** Opening Provided passage block **

What we know about the Marburg virus
The Conversation Africa’s health and medicine editor Candice Bailey spoke to the National Institute for Communicable Diseases about the Marburg virus
What is the Marburg virus and why is it considered dangerous?
The Marburg virus is probably most easily introduced as the sister of the infamous Ebola virus. The viruses are similar in their genetic and structural makeup, they’re transmitted from human-to-human and their clinical presentation in humans is similar. But there are some marked differences. For example, apart from overlapping in two countries, they have been detected in different parts of the African continent. Marburg virus has been reported in sporadic outbreaks in Eastern and Southern Africa — including Uganda, Kenya, the Democratic Republic of Congo and Angola. A case of Marburg virus disease in South Africa was traced back to potential exposure in Zimbabwe. For its part, Ebola has also been reported in the DRC and Uganda, as well as Sudan, Gabon, Guinea, Sierra Leone and Liberia.
There are also differences in the natural ecology of the two viruses. Current evidence supports the hypothesis of circulation of Marburg virus in cave dwelling bats such as Rousettus aegyptiacus (or Egyptian fruit bat), while most believe that the Ebola virus is associated with the forest dwelling bat species.

** Closing Provided passage block **

__Exercise requirements__
Continue the text on the Marburg virus from its last sentence, keeping the same question-and-answer style.

** Opening Records shown block **

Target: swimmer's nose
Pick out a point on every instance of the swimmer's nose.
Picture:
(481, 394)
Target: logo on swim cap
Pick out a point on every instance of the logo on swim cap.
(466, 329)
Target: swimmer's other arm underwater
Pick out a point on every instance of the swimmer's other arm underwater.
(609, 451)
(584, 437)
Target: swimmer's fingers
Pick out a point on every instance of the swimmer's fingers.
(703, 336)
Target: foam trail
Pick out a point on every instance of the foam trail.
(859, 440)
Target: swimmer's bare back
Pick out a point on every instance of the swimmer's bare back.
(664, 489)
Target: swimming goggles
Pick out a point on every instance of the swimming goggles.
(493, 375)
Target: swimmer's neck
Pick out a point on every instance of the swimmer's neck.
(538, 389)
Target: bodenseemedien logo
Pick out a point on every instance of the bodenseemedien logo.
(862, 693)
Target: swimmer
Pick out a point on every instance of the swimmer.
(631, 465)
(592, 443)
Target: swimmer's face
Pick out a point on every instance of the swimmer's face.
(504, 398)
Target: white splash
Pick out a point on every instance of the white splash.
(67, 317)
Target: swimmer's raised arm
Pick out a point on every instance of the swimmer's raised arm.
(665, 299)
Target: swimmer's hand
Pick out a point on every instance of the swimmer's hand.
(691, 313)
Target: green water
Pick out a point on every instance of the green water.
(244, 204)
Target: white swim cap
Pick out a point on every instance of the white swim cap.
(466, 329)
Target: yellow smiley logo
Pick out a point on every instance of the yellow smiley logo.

** Closing Records shown block **
** Opening Records shown block **

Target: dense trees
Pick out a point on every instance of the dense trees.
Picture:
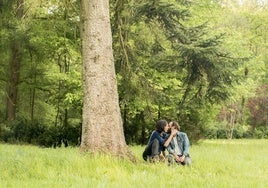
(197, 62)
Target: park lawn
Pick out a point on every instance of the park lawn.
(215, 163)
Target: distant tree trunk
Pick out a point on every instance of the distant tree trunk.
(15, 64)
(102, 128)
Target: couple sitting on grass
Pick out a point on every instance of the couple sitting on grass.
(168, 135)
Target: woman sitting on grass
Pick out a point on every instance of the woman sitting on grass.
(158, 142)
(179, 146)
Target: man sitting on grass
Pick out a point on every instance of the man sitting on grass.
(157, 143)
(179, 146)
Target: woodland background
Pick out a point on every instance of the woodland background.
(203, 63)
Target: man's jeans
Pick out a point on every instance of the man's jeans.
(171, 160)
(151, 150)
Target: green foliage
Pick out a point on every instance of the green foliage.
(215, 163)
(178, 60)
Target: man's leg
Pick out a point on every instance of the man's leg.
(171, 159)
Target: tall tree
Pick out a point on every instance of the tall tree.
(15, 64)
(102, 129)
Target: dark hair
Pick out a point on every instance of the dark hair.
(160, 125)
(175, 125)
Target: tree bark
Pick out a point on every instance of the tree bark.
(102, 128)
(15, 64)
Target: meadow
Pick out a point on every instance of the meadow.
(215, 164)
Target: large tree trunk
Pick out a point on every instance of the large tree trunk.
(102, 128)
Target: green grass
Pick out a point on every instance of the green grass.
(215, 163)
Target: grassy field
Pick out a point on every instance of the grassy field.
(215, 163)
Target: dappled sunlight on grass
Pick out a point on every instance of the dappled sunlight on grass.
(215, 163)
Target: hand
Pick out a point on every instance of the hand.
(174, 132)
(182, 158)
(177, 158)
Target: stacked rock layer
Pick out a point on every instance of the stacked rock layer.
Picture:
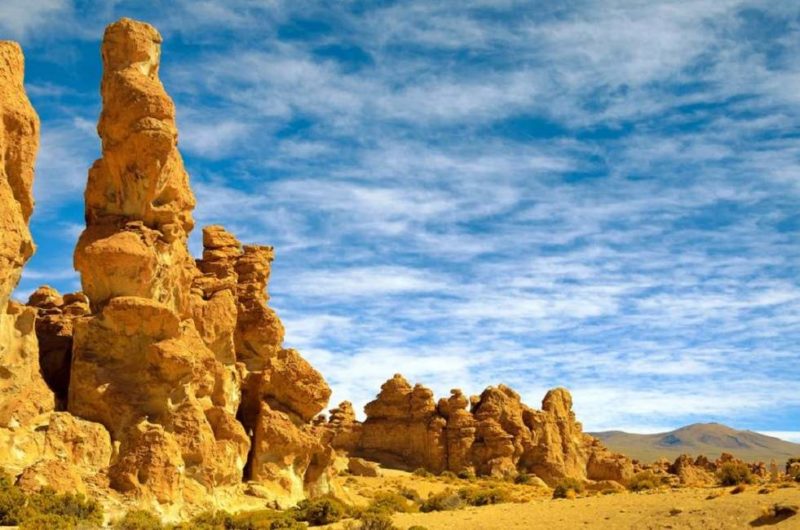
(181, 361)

** Closing Records shown block **

__Reply to the exercise__
There have only been 12 known outbreaks of the Marburg virus in the 50 years following its discovery. It was first described following an outbreak of haemorrhagic fever in laboratory technicians that were handling monkeys exported from Uganda to Marburg, Germany in 1967. A total of 31 cases were reported in Germany which resulted in seven deaths.
Eight years later, the virus reared its head again — this time in Southern Africa. The case involved an Australian backpacker who travelled through Zimbabwe and was diagnosed with the Marburg in South Africa. The backpacker’s travel companion and a South African nurse were also affected.
In the following years, outbreaks of Marburg fever often involved a handful of cases, with a number of outbreaks only reporting a single case. This changed in 1998, when more than a 150 cases of Marburg fever were reported in the DRC. The biggest and most lethal outbreak of Marburg fever happened in Uige in Angola in 2004-2005. More than 250 cases reported with a fatality rate of 90 per cent. In 2008, two cases of Marburg fever were reported in tourists who visited Python Cave in Uganda prior to falling ill in the US and the Netherlands.
How does one contract it and how can it be treated?
How the virus is transmitted to humans hasn’t been pinned down. What is known is that cases from several outbreaks have been associated with caves or contact with certain bat species. But which type of contact constitutes exposure to the virus must still be conclusively determined.
Once the virus enters the human population, the virus spreads in ways that are similar to the Ebola virus. This includes direct contact with the excretions and secretions of a person affected by the virus. This means that family contacts and care takers, and importantly health care workers, are at most risk for contracting the disease.
Should the world be worried about the possible rapid spread of the virus?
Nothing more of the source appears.